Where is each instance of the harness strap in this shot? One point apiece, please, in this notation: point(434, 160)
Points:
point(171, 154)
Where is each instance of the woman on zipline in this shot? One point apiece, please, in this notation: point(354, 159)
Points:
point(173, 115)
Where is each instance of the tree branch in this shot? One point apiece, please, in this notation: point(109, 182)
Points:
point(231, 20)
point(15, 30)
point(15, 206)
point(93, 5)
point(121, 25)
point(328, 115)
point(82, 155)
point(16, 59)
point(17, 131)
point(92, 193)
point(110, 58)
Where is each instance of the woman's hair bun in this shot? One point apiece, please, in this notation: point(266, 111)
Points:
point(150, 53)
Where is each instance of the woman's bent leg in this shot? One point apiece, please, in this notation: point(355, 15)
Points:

## WRITTEN PROBLEM:
Format the lines from the line with "Where is each instance of the woman on" through the line with "point(173, 115)" as a numbered list, leaving out any blank lines.

## ANSWER TO THIS EXERCISE:
1. Where is each instance of the woman on zipline in this shot? One point apiece, please, in this notation: point(354, 159)
2. Points:
3. point(173, 115)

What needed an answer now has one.